> [ASSIGNMENT]: Across all of the records below, determine the number of lines containing the string "scarf"; reply with that number only.

Stored entries

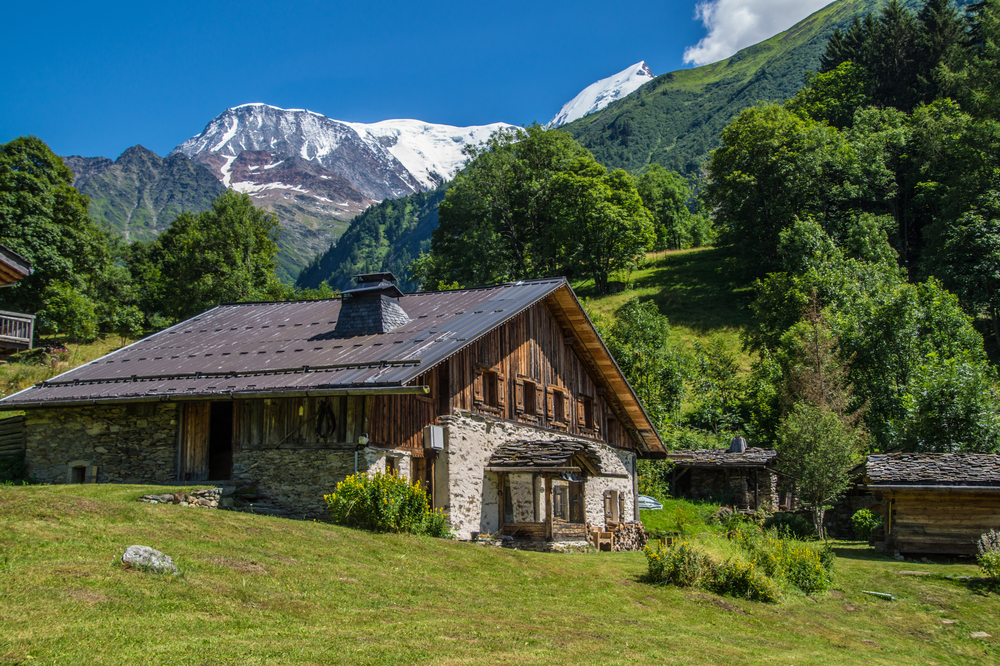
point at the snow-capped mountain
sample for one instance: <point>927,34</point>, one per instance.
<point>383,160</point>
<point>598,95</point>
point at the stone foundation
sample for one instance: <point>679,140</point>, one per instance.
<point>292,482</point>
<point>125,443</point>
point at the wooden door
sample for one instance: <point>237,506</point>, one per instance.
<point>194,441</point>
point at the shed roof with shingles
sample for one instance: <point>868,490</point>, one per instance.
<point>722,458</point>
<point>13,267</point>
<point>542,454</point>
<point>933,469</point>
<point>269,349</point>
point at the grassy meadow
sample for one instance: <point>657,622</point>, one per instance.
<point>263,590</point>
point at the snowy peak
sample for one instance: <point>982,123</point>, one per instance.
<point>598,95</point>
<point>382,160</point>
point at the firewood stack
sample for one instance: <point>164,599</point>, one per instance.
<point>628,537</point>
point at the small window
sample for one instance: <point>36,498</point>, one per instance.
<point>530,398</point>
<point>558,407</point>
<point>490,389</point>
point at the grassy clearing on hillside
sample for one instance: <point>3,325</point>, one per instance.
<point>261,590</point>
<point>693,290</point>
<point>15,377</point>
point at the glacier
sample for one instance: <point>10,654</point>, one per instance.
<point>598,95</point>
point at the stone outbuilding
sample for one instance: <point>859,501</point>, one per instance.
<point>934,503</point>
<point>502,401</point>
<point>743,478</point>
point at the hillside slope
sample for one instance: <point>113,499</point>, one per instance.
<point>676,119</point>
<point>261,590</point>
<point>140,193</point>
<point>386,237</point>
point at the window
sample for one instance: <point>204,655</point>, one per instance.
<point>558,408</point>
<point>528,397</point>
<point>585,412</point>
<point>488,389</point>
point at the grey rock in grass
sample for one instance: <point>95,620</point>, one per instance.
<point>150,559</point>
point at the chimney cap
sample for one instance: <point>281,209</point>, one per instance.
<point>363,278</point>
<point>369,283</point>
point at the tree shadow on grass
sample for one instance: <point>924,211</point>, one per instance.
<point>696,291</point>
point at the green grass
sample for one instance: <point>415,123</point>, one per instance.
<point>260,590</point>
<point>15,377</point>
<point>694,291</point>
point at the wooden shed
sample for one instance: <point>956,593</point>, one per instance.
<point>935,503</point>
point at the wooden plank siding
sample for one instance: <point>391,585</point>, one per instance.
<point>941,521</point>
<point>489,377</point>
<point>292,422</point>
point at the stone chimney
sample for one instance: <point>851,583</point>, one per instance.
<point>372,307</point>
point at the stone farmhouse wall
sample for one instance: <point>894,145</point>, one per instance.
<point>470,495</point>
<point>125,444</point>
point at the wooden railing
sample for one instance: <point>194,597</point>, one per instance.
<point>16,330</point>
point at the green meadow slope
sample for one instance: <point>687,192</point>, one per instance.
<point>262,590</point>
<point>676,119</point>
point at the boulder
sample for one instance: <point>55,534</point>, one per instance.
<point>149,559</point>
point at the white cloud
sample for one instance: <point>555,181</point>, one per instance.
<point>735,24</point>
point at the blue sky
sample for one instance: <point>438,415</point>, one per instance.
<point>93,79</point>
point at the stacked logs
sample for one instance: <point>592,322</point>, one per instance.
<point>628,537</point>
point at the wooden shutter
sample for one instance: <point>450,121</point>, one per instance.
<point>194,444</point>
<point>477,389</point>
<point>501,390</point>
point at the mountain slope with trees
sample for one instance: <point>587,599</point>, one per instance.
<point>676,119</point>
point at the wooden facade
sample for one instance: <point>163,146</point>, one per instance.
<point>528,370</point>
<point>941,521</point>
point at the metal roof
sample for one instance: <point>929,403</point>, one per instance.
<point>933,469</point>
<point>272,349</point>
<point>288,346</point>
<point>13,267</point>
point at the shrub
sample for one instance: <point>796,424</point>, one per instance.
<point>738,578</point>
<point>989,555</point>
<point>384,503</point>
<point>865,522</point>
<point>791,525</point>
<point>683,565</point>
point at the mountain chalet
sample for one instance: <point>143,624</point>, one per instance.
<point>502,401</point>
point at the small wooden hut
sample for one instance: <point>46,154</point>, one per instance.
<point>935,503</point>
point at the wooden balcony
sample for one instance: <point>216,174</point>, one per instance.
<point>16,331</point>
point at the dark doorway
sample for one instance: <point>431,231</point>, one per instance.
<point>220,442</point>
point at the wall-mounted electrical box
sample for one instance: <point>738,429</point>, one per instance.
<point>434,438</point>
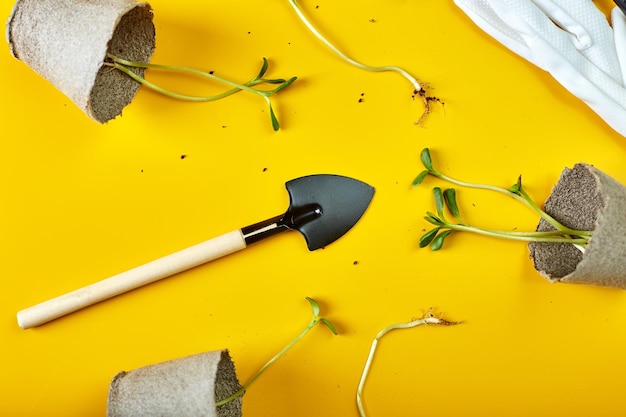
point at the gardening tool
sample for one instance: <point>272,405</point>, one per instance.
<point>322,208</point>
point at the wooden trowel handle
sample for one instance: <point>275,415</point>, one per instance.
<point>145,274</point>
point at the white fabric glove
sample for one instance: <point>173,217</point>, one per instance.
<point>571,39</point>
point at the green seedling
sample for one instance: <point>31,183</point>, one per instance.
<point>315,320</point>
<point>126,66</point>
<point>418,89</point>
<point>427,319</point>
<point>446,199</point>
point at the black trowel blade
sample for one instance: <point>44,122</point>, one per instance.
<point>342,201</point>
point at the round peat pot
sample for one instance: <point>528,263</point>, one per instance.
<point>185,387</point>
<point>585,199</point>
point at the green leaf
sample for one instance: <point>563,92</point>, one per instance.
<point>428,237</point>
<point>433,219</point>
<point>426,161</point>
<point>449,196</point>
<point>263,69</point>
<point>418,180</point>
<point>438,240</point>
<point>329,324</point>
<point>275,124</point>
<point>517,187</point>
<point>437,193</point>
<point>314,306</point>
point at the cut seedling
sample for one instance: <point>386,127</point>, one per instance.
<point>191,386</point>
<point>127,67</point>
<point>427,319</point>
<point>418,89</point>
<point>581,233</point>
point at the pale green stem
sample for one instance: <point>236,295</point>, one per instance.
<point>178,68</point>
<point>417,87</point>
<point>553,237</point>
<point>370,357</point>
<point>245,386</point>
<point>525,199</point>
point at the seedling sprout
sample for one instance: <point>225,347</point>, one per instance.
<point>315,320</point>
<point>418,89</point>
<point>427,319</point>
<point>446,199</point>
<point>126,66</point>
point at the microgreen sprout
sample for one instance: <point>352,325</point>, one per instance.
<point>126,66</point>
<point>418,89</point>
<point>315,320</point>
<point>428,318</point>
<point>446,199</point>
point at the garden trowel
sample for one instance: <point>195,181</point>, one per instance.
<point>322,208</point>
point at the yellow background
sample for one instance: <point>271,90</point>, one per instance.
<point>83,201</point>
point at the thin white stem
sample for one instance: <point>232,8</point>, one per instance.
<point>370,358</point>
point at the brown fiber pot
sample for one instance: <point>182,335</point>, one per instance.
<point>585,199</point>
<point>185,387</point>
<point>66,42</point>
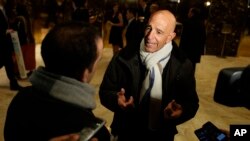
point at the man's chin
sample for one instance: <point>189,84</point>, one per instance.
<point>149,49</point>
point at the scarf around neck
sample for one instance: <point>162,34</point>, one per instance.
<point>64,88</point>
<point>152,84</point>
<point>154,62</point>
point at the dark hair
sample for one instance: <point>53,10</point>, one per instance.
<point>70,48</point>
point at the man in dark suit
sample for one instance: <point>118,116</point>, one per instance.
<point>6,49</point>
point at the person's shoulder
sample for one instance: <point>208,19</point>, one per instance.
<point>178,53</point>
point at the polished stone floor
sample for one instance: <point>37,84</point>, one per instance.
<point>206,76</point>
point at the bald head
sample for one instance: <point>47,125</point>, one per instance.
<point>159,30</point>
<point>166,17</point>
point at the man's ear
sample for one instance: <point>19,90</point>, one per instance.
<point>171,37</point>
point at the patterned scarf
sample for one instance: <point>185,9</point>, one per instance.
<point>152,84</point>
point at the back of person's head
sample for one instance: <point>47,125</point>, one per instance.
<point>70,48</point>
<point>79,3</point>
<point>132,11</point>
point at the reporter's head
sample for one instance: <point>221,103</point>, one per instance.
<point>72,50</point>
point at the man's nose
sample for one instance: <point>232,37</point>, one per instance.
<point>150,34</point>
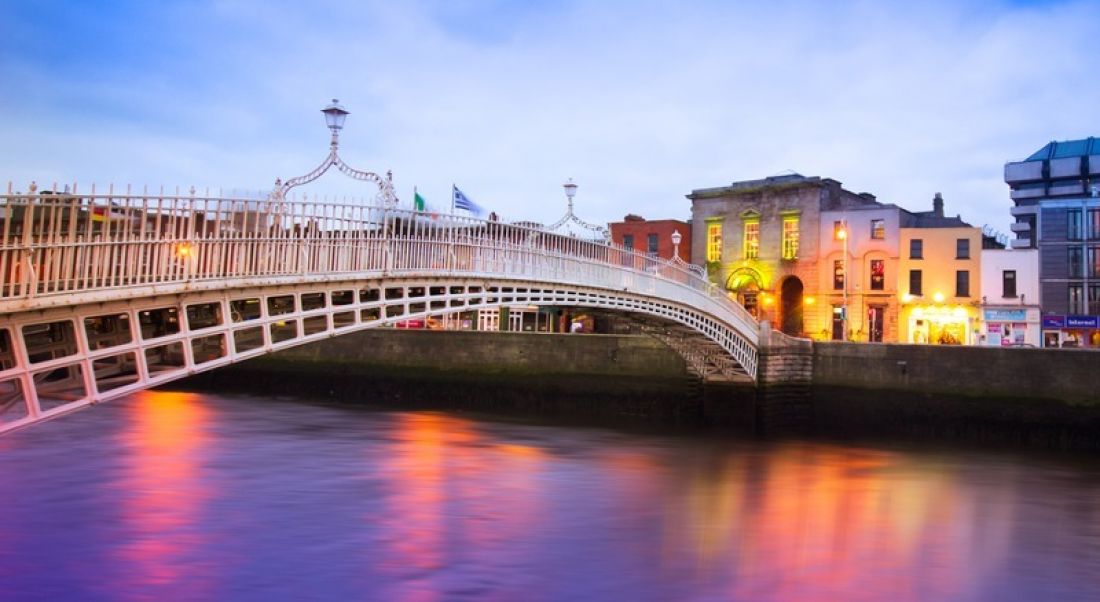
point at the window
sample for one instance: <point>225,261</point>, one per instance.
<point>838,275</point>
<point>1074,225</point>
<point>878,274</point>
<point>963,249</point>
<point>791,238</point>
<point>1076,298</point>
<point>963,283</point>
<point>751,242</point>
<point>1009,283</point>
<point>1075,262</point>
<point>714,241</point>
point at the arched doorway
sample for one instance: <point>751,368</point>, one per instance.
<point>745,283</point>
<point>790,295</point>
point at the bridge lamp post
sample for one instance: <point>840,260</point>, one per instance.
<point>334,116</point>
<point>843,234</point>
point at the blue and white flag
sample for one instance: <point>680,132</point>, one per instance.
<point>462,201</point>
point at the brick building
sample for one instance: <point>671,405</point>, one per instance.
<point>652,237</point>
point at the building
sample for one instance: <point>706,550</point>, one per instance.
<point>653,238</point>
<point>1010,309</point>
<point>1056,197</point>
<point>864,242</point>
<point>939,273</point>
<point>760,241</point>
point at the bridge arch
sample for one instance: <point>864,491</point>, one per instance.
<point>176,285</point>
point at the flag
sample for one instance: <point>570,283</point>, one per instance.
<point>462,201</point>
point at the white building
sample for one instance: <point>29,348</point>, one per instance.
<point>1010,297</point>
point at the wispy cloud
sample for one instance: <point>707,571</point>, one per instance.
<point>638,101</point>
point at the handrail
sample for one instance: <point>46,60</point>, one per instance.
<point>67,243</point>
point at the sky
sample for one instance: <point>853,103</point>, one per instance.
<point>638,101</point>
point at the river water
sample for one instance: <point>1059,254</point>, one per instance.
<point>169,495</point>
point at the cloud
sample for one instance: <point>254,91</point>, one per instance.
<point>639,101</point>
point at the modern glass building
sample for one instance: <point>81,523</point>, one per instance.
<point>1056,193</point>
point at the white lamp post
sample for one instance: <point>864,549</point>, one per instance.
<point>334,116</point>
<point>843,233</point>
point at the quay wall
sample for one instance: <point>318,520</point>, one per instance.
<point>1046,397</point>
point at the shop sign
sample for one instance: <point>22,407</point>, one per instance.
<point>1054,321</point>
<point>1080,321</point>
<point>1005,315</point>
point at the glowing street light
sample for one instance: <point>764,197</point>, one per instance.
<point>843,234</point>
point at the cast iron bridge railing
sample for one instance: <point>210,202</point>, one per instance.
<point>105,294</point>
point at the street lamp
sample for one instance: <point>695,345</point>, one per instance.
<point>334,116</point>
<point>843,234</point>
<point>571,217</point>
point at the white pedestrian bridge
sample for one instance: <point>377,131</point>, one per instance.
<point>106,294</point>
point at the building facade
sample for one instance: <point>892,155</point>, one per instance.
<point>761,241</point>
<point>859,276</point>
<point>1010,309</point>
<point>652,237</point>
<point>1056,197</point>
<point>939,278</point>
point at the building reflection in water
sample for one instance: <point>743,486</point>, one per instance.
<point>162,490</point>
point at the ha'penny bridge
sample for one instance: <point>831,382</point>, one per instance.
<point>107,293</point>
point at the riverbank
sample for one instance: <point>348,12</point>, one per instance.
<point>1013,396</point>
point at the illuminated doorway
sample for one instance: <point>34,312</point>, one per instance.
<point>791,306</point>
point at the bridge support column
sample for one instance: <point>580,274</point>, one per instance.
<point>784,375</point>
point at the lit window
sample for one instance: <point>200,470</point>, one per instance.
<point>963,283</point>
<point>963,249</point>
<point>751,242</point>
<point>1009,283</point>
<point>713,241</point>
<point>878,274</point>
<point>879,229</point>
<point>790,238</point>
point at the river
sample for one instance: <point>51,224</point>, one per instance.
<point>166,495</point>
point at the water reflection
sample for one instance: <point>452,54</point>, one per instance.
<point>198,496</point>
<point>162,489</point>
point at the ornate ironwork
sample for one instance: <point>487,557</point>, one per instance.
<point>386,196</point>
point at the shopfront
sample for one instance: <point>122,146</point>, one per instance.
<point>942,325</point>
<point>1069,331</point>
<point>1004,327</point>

> [COMPLETED TASK]: 2